| Request |
From the records below, copy each line that contains the string "pole". Count only matches with the same case.

| Material for this exercise |
>>>

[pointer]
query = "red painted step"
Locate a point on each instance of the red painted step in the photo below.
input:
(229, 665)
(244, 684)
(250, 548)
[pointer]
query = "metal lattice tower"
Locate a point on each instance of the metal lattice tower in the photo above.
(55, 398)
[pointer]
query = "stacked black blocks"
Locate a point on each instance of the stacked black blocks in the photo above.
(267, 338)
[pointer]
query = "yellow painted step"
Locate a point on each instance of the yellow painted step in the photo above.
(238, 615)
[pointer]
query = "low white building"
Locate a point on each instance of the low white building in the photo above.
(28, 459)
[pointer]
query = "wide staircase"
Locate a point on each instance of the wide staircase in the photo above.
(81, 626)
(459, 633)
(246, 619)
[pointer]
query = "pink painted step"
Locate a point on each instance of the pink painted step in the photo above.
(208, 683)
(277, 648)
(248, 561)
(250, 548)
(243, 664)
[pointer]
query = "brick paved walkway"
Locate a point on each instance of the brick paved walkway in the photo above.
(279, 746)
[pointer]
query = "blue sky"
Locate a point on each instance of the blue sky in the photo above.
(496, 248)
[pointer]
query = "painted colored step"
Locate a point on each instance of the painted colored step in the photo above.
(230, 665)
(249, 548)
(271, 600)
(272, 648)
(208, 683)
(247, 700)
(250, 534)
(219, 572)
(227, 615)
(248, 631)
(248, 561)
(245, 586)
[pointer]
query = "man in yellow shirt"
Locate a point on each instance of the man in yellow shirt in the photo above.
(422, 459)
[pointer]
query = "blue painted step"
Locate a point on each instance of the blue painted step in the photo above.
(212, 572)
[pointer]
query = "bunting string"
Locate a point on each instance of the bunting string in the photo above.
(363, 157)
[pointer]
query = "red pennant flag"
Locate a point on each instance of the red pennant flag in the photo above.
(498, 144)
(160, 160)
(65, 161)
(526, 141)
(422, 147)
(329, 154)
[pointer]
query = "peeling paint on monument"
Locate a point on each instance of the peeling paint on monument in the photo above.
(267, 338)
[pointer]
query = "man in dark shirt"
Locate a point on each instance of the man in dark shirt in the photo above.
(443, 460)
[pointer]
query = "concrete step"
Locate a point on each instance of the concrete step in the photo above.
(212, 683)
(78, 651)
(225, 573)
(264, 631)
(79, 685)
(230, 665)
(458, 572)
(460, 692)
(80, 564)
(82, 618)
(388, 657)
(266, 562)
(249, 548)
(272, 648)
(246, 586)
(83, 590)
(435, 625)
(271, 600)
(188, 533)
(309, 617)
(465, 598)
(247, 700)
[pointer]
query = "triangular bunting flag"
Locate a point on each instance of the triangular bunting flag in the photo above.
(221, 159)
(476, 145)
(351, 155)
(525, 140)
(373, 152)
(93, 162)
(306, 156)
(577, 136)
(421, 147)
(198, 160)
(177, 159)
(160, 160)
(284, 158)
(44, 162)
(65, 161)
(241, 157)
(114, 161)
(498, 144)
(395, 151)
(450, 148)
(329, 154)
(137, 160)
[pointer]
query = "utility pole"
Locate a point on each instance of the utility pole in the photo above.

<<<

| Task output |
query = "utility pole"
Locate a point on each instance of the utility pole in the photo above.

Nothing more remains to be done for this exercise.